### What is asked
Retype every line of the listing below with no changes.

#### Record excerpts ####

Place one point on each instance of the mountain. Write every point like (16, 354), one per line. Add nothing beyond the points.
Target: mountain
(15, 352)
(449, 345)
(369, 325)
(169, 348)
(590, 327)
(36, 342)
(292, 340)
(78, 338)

####

### Written response
Place one point on each instance of the mountain. Write every point like (16, 354), one per line. Add nothing beyond the points.
Target: mountain
(15, 352)
(449, 345)
(369, 325)
(169, 348)
(590, 327)
(36, 342)
(292, 340)
(78, 338)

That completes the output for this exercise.